====== Document extract

Sittin’ and Whittlin’

“Whittling is not just a hobby it is a life skill” -Unknown

In my youth, late in the evening as the workday had wound down, it was not unusual to see old men sitting in rocking chairs or on benches under the overhang of the Junior’s old mercantile. I was ten or eleven, pumping gas, checking oil, and air pressure for my cousin who owned the store. The pay was minimal, but the life lessons were worth millions.

Some of the men told stories while the group listened…I’m sure their stories were retold and embellished over time. Most participated, waiting their turn, laughter erupting periodically. Some of their discussions revolved around the news of the day. There was plenty to talk about in the late Fifties and early Sixties, little brought laughter. Some days a mason jar with a light amber liquid might have been passed around.

They were ‘workin’ men’, all weather beaten, faces crevassed with age and burned brown from too much time spent in fields. Their eyes had a permanent squint from staring toward the sun. Bib overalls or old-fashioned blue jeans were the fashion statements along with fedoras or baseball caps pushed back exposing their less tanned foreheads. The denim was faded from many washes and was patched on top of patches. Heavy work shirts and brogans completed their attire. They were comfortable in their clothes and with the company they were keeping.

============
====== Recorded data

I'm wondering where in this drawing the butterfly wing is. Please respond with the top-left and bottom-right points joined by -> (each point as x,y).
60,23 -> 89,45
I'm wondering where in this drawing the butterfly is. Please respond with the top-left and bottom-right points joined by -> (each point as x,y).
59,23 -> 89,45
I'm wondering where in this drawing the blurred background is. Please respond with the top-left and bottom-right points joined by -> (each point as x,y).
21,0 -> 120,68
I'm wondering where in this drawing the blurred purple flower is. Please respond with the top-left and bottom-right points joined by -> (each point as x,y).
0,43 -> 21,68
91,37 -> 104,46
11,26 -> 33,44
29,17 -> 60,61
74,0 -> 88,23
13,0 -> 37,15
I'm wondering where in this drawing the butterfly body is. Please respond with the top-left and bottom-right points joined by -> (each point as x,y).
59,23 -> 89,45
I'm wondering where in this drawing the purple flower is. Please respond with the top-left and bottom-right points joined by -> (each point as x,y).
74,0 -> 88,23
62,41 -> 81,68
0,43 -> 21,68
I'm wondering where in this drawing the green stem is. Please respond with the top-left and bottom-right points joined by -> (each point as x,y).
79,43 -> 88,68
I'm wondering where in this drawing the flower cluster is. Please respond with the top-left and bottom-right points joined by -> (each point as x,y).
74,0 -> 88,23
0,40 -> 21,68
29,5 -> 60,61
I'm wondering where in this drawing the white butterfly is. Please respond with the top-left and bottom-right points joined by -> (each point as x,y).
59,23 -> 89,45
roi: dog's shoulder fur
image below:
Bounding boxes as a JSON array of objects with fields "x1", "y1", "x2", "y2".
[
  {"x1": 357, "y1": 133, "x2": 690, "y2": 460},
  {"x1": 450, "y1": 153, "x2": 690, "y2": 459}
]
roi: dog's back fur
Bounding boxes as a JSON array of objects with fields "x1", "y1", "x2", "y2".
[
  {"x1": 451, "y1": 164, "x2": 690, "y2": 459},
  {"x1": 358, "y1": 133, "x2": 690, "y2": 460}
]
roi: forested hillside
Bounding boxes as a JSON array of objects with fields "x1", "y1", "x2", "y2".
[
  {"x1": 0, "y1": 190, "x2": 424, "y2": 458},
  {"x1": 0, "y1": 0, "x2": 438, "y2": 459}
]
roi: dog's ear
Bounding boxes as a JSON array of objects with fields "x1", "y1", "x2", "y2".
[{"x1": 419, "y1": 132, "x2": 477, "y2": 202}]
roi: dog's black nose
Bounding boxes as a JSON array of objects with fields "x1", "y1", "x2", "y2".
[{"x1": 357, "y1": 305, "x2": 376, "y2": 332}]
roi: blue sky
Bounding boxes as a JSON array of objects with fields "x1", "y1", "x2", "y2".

============

**Written tasks**
**1.** In the whittling piece, who owned the store where the narrator pumped gas?
**2.** Copy the records verbatim, beginning at the line that contains "roi: dog's black nose" and continuing through the last line of the records.

**Exercise answers**
**1.** The narrator's cousin owned the store.

**2.**
roi: dog's black nose
Bounding boxes as a JSON array of objects with fields "x1", "y1", "x2", "y2".
[{"x1": 357, "y1": 305, "x2": 376, "y2": 332}]
roi: blue sky
Bounding boxes as a JSON array of objects with fields "x1", "y1", "x2", "y2".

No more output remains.